(STATED PROBLEM):
Find each line in the entries below that contains the word "pineapple", and copy those lines out.

··· RECORDS TO USE

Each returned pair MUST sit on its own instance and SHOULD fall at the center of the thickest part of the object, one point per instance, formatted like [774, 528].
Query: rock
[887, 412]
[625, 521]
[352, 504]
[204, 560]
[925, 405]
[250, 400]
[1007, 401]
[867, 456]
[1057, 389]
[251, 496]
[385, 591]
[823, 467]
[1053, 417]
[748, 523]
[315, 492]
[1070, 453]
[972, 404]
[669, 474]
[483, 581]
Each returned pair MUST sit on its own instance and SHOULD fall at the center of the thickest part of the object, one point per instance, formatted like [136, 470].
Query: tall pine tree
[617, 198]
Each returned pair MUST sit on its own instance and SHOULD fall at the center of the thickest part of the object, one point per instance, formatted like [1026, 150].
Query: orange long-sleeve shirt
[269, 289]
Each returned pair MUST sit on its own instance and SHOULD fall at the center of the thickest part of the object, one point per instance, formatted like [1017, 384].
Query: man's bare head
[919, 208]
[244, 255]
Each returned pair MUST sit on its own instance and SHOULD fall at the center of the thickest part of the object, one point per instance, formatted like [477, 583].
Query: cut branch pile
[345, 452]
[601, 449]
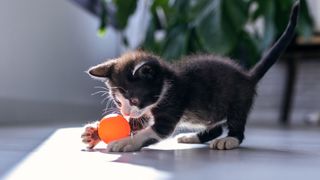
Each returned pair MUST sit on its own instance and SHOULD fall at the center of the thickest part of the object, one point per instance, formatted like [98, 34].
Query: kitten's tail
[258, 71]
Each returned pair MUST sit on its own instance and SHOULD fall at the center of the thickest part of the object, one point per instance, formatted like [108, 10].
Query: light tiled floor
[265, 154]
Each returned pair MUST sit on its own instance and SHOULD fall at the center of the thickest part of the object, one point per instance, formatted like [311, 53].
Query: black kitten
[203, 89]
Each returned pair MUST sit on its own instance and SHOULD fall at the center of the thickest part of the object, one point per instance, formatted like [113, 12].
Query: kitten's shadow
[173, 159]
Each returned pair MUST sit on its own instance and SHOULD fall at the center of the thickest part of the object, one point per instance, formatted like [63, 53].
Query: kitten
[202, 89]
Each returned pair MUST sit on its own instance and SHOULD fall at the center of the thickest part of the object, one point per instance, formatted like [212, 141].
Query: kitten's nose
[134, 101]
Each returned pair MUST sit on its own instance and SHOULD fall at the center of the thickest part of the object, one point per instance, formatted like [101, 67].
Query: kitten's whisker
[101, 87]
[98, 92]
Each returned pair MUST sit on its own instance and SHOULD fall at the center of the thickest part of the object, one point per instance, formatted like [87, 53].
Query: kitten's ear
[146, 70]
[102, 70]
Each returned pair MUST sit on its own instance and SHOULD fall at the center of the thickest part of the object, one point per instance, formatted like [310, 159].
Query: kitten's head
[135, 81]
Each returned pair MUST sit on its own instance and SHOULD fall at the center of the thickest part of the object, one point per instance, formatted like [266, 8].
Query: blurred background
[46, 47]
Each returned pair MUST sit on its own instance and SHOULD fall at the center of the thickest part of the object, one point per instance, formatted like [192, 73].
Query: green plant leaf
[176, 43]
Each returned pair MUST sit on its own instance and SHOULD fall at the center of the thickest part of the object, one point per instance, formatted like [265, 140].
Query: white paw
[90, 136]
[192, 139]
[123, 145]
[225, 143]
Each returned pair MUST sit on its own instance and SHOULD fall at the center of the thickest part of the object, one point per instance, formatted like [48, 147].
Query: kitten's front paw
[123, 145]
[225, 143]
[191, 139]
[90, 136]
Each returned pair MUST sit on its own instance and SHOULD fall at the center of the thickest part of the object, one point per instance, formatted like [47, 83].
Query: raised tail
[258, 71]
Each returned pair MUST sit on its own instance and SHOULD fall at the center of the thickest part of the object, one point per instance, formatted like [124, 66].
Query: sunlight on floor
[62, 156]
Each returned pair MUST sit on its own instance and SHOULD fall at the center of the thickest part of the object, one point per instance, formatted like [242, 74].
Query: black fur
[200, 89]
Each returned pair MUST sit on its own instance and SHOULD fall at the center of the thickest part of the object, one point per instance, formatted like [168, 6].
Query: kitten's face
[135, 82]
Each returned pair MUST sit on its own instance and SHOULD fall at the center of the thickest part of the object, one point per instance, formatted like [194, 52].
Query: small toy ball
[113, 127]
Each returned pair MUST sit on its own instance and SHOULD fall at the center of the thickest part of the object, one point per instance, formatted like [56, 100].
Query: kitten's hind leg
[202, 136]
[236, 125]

······
··· RECORDS TO USE

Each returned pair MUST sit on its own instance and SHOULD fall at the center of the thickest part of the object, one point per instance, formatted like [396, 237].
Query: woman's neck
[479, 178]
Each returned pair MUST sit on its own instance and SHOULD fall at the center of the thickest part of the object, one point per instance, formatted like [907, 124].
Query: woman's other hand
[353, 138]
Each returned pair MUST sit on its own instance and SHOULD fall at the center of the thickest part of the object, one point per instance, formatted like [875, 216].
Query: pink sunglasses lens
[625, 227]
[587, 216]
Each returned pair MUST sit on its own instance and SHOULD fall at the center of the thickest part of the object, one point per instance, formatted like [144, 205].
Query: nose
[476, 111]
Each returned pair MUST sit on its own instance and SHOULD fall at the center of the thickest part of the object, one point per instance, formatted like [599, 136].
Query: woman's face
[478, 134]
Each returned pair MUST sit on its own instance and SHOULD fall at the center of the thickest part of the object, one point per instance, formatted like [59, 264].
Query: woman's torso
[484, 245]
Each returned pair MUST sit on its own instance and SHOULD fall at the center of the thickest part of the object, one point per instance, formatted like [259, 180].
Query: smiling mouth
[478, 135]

······
··· RECORDS TO USE

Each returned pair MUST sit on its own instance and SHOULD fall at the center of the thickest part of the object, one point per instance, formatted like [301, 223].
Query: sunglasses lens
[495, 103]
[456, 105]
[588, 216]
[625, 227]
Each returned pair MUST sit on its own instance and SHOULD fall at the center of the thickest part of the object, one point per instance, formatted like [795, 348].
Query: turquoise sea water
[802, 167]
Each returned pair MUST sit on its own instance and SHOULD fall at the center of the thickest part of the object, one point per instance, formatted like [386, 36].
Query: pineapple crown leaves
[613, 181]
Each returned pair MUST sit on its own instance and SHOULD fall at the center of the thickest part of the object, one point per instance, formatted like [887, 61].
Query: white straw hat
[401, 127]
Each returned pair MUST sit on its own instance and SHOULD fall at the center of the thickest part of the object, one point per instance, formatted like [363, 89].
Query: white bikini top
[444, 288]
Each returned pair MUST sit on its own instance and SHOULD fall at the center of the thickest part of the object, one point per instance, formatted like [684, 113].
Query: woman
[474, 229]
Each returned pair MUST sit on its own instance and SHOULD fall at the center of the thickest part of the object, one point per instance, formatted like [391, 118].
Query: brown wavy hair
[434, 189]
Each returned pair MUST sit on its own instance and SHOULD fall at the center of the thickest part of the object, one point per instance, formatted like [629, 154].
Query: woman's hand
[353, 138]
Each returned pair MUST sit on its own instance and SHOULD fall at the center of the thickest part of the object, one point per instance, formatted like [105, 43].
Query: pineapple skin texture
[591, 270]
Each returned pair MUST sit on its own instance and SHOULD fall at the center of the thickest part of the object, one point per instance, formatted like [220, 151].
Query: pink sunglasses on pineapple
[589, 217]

······

(SOLUTION TO THIS PROBLEM):
Query: pineapple crown leaves
Query: pineapple skin texture
Query: pink sunglasses on pineapple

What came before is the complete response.